WORK TO BE COMPLETED :: Recast every line of the records as a numbered list, omitting blank lines and leaving out the pictures.

(Records outlining named regions)
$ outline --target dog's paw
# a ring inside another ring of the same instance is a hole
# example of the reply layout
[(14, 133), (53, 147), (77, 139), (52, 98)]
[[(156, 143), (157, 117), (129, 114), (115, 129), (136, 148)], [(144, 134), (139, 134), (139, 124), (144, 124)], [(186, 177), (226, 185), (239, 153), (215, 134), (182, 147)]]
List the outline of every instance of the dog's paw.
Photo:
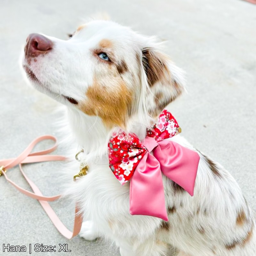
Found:
[(95, 230), (93, 223), (91, 220), (83, 222), (79, 236), (86, 240), (92, 241), (98, 237), (98, 233)]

WRITTEN RESPONSE ::
1. $ outline --target dog's paw
2. # a ring inside another ring of the same instance is a hole
3. # example of the reply layout
4. [(14, 133), (53, 147), (77, 139), (52, 98)]
5. [[(156, 143), (157, 117), (129, 114), (115, 129), (136, 148)], [(144, 134), (139, 134), (139, 124), (144, 124)], [(186, 177), (226, 185), (239, 153), (215, 134), (182, 147)]]
6. List the outline of every instance of the dog's paw.
7. Photo:
8. Found:
9. [(95, 230), (93, 223), (91, 220), (83, 222), (79, 236), (86, 240), (92, 241), (98, 237), (98, 233)]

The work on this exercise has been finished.